Prompt:
Take the line that contains "Target: dried leaf" and every line after it in the material below, and quote them exactly.

Supplied material:
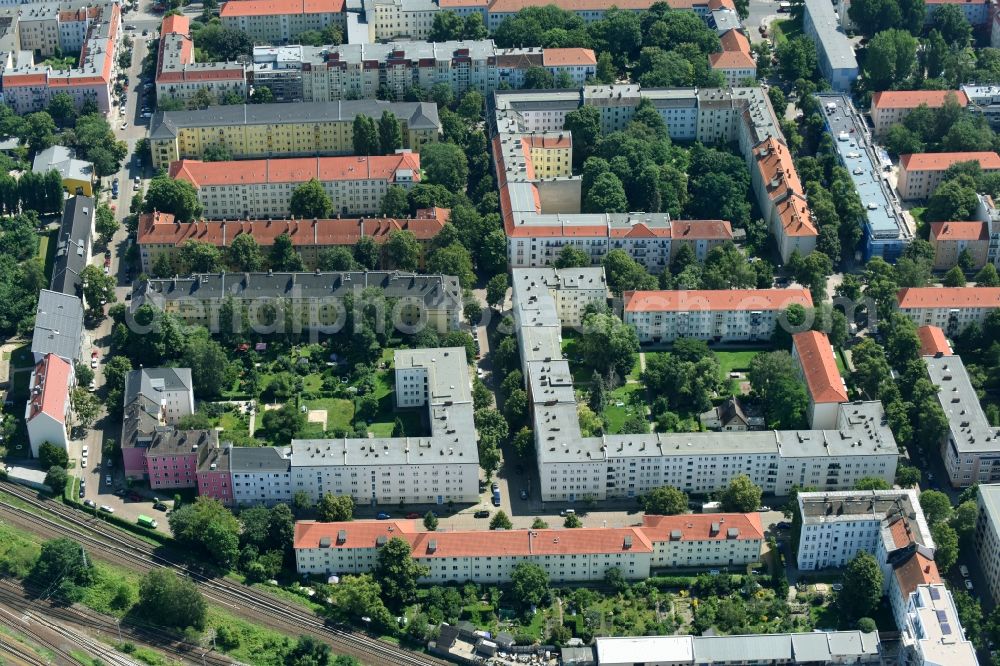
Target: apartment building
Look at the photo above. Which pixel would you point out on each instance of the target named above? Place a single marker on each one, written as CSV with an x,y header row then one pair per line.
x,y
159,233
58,327
921,173
573,467
281,130
988,535
949,308
313,302
818,648
579,555
75,243
951,239
814,356
263,189
728,315
435,469
892,106
540,199
155,400
734,61
367,70
43,28
970,449
834,49
47,410
179,77
886,234
280,21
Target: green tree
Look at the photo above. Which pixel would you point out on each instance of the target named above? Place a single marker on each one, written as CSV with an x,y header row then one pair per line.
x,y
365,136
177,197
664,501
936,506
403,250
50,455
862,586
310,200
335,508
529,584
244,254
397,573
171,601
741,495
445,164
390,133
500,521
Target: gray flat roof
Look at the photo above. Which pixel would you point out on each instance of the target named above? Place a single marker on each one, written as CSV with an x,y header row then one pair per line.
x,y
58,325
416,115
859,157
73,249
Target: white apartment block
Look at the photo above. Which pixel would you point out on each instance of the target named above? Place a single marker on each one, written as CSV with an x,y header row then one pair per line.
x,y
731,315
578,555
988,535
971,447
951,309
263,189
435,469
572,467
363,71
541,205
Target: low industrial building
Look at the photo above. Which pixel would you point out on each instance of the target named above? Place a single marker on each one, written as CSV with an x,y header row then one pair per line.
x,y
263,189
921,173
260,131
725,315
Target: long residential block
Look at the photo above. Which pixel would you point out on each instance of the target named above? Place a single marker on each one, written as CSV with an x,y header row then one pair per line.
x,y
363,71
585,554
179,77
260,189
726,315
46,28
921,173
304,301
573,467
950,308
281,130
159,233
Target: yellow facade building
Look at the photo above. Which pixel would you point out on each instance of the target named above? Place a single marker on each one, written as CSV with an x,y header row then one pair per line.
x,y
282,130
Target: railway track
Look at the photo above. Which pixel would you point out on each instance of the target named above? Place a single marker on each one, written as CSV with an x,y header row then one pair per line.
x,y
254,605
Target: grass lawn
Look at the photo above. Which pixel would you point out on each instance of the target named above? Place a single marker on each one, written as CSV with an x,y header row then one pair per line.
x,y
47,251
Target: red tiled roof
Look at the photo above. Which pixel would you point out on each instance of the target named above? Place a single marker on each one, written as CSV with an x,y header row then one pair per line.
x,y
955,231
711,300
50,393
819,367
933,341
294,170
948,297
941,161
474,543
911,99
161,229
235,8
698,527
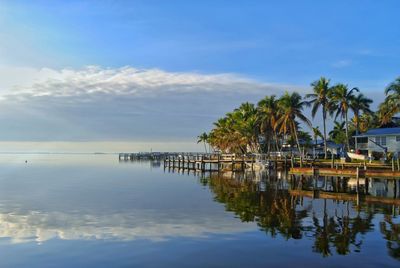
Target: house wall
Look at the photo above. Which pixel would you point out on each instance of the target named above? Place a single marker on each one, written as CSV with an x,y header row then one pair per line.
x,y
391,143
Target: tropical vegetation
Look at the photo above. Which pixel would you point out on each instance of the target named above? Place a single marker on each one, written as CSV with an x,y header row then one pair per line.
x,y
276,122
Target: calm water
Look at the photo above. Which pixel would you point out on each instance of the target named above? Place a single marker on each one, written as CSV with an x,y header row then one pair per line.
x,y
94,211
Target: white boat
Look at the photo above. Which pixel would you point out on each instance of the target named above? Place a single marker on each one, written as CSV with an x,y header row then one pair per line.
x,y
356,156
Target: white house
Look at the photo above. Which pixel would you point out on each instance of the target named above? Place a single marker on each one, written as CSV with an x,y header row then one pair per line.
x,y
378,140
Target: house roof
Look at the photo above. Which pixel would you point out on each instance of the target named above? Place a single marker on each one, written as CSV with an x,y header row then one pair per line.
x,y
381,132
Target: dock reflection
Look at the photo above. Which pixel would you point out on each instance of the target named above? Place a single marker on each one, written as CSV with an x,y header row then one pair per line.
x,y
336,213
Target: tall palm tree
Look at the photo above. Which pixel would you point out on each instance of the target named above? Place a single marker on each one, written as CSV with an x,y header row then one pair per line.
x,y
360,104
268,116
341,96
204,139
316,134
320,98
291,106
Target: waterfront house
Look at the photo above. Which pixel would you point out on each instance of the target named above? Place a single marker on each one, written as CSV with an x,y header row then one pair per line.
x,y
378,140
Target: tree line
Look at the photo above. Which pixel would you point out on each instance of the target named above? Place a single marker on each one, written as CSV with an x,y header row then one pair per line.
x,y
264,127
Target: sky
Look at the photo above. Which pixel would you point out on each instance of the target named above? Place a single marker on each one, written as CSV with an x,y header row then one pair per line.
x,y
161,72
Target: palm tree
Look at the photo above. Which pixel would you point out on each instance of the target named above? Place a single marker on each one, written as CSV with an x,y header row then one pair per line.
x,y
360,104
320,98
337,133
341,96
203,138
268,116
291,106
316,134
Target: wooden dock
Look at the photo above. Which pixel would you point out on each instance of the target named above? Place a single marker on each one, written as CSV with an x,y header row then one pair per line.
x,y
348,172
210,162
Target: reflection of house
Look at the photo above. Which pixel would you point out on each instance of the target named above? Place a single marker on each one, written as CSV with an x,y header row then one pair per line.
x,y
375,140
332,147
385,188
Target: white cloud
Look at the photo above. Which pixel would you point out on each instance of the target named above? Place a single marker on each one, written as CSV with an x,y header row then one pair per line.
x,y
127,103
126,81
342,63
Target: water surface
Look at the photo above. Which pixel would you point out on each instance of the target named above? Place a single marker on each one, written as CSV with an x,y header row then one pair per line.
x,y
92,210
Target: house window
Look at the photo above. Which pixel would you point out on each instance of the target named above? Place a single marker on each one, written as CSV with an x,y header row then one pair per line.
x,y
381,141
362,140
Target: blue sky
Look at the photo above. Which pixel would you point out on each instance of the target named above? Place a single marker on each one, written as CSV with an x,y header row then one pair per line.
x,y
271,45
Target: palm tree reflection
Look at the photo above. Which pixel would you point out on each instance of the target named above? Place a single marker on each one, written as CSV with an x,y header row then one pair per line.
x,y
335,226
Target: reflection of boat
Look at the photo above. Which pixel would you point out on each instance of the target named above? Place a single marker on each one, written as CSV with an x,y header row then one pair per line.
x,y
356,156
261,162
352,182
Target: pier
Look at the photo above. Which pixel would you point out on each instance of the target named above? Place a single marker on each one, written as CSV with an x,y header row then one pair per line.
x,y
210,162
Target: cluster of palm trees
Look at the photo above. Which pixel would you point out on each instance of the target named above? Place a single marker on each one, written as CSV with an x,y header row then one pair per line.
x,y
266,126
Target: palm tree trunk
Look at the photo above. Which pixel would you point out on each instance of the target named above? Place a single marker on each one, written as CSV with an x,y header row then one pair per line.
x,y
324,120
276,142
356,116
347,132
297,139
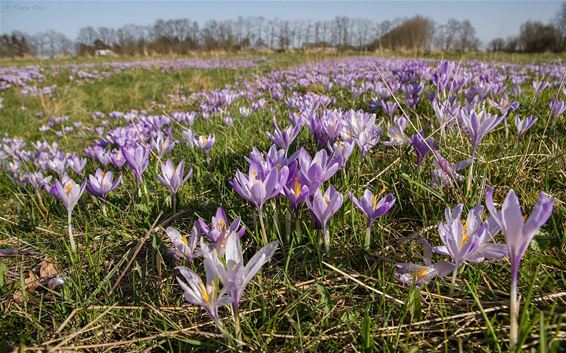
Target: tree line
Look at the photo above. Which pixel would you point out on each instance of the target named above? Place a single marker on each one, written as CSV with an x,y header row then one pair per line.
x,y
181,36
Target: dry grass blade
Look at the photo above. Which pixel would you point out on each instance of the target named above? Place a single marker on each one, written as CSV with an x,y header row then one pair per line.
x,y
398,301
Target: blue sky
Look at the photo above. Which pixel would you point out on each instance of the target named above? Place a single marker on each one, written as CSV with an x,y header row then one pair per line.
x,y
490,18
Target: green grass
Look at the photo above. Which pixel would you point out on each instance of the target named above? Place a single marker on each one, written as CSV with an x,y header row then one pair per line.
x,y
115,300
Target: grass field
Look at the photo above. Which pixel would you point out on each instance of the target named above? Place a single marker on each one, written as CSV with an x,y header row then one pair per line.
x,y
119,290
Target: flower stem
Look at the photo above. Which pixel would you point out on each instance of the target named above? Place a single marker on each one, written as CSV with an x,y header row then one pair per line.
x,y
262,225
298,229
453,283
288,227
470,176
237,326
326,239
104,210
514,311
71,237
367,240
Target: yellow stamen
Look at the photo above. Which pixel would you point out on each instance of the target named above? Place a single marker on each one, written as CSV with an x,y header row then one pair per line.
x,y
423,272
68,188
374,202
221,226
465,235
297,187
205,294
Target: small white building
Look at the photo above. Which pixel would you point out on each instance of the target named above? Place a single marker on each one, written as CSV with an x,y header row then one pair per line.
x,y
103,52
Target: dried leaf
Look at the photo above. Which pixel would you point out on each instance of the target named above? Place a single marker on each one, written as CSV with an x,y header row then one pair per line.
x,y
47,269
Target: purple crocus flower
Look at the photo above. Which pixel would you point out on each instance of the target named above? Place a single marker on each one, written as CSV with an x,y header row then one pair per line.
x,y
234,273
162,144
408,273
137,159
77,164
372,208
296,194
341,152
185,245
523,125
117,158
396,132
557,107
446,173
101,183
205,143
518,235
323,207
220,229
173,177
189,137
206,295
258,191
468,240
284,138
422,146
38,180
539,86
314,171
478,125
69,193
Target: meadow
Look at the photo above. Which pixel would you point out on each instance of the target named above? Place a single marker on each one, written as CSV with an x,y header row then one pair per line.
x,y
375,191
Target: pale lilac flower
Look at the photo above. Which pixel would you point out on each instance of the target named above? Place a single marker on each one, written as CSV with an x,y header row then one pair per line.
x,y
478,125
257,190
162,144
314,171
234,273
422,146
77,164
396,132
205,143
189,137
245,112
284,138
186,245
137,159
220,229
408,273
69,193
446,173
557,107
468,240
341,152
296,193
523,125
518,235
102,183
206,295
173,177
323,207
372,206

Solution:
Target: dried leaf
Look at the photo above. Which pixel would you point out on each instance of the target named above? Place a single marker on each one, written as CSV with an x,y header row then one pair per line.
x,y
47,269
Target: purple crocus flower
Look at the photo above. Which pixel would you point out on each instance of the target named above? Place a single marker on each one, written as CSV with an x,y header row then one pair per line.
x,y
234,273
162,144
408,273
137,159
77,164
372,208
296,194
341,152
185,245
523,125
117,158
396,132
557,107
446,173
101,183
205,143
518,235
323,207
220,229
173,177
189,137
206,295
258,191
468,240
284,138
422,146
38,180
539,86
314,171
478,125
69,193
Target: meadow
Look at the photo above. Which pixel would you point out on each instance of the target named above? Place a single marker on each one, written as CSV with an x,y header row then one pair per line.
x,y
375,191
Target: pale lilac flower
Look at the photo above. Which pixel would you point out on each instance of the target named above? Place a single marker on each one, written as CSV with an x,y header row then one pair per line.
x,y
478,125
257,190
162,144
314,171
234,273
422,146
77,164
396,132
205,143
189,137
245,112
284,138
186,245
137,159
220,229
408,273
69,193
446,173
557,107
468,240
341,152
296,193
523,125
518,235
102,183
206,295
173,177
323,207
372,206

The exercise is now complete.